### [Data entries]
───
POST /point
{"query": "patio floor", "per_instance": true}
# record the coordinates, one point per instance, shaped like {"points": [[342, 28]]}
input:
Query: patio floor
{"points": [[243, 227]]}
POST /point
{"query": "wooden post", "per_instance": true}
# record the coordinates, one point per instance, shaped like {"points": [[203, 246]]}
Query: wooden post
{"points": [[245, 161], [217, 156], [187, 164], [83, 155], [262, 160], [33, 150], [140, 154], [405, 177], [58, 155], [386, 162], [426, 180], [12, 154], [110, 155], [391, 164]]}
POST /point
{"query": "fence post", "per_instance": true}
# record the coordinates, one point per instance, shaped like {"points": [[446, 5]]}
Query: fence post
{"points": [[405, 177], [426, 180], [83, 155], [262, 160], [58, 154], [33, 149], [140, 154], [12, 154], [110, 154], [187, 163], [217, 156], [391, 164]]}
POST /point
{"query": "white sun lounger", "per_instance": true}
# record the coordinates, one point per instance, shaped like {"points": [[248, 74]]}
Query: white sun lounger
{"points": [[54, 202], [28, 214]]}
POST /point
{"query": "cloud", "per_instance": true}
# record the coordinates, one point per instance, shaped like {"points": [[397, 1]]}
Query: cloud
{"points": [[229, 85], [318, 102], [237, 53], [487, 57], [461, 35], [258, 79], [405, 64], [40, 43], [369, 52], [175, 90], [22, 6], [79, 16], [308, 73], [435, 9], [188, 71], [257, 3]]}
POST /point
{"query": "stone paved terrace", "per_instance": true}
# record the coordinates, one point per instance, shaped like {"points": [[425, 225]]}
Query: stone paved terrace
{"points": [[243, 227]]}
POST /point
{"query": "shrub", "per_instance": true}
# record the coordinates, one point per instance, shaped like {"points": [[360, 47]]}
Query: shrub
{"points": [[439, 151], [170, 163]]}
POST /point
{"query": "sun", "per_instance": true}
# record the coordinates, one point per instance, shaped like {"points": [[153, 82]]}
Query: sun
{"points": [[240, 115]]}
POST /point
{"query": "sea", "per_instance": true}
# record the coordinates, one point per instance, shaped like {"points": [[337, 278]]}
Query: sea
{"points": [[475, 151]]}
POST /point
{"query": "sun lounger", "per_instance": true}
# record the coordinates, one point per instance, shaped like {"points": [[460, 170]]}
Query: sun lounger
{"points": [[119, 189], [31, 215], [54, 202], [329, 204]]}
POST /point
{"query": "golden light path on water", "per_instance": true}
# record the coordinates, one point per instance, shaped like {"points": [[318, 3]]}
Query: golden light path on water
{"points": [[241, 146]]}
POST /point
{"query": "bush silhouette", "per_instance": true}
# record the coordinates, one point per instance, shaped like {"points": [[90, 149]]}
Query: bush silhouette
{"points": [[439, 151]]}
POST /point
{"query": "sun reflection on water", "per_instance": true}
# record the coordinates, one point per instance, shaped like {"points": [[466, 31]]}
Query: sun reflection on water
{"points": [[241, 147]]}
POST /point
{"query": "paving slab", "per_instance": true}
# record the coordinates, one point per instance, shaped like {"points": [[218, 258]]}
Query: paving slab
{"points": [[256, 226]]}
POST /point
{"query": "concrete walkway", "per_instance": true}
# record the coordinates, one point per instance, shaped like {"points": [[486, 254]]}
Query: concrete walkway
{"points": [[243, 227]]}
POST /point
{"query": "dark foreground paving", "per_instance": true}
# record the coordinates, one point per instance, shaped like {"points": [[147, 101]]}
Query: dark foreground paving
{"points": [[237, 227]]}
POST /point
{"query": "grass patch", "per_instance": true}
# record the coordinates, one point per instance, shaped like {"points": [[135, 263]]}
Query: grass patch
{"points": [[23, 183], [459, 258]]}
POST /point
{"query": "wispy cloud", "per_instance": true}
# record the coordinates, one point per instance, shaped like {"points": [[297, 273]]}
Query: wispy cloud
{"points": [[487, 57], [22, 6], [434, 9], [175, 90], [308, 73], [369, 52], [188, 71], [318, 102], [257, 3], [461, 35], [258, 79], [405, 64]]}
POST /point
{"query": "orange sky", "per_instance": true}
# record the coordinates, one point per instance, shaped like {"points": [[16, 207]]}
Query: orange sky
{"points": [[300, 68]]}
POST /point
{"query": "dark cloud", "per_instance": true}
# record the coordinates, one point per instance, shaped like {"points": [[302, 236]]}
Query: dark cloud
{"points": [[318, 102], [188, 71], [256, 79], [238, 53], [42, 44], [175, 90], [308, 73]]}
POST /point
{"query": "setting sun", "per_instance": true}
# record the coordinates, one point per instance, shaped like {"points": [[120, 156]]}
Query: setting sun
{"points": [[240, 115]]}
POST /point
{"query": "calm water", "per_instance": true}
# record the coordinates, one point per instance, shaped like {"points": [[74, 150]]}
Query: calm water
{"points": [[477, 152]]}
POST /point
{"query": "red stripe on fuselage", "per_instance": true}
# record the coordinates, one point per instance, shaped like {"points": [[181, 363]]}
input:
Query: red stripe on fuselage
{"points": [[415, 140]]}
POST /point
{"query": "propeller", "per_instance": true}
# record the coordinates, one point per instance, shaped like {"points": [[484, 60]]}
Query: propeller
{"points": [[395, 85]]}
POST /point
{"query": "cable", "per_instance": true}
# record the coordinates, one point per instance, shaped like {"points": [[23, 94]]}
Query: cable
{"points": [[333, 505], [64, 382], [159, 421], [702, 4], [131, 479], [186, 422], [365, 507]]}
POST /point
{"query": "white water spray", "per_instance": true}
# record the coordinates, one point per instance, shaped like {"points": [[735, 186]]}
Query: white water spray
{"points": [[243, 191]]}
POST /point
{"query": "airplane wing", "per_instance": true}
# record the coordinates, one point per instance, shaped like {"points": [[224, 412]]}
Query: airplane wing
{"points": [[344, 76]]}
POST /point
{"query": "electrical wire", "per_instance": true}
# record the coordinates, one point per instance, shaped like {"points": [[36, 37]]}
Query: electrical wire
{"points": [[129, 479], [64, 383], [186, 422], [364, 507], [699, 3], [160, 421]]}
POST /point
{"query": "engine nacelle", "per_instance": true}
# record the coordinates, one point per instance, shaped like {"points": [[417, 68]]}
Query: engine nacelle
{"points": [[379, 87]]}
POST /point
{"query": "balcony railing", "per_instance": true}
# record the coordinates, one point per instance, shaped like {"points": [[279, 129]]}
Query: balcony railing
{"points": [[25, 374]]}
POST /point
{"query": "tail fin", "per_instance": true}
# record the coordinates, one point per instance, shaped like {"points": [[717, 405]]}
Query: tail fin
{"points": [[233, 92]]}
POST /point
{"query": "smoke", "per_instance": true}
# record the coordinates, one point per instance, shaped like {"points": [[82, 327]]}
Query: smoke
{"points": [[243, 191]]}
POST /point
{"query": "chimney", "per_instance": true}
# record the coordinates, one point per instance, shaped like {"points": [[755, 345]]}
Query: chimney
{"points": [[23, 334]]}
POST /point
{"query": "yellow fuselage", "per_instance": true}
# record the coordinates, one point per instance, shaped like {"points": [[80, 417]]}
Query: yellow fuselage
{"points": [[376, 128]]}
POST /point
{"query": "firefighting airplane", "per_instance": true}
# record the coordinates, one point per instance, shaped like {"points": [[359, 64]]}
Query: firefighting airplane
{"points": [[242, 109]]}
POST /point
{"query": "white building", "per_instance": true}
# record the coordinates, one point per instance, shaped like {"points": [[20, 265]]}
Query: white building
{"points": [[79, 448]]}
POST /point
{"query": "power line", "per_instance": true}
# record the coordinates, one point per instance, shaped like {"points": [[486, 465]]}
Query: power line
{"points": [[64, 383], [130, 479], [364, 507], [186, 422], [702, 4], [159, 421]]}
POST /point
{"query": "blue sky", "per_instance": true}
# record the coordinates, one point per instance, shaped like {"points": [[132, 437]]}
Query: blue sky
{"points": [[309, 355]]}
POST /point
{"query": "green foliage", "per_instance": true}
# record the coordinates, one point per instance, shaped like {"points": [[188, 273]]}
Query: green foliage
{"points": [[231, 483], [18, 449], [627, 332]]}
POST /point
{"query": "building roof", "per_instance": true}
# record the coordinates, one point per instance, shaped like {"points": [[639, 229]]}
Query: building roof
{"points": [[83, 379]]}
───
### [WRITTEN PROBLEM]
How many lines in the rows above contain the word "lounger"? Reply with the number only.

### [RESULT]
4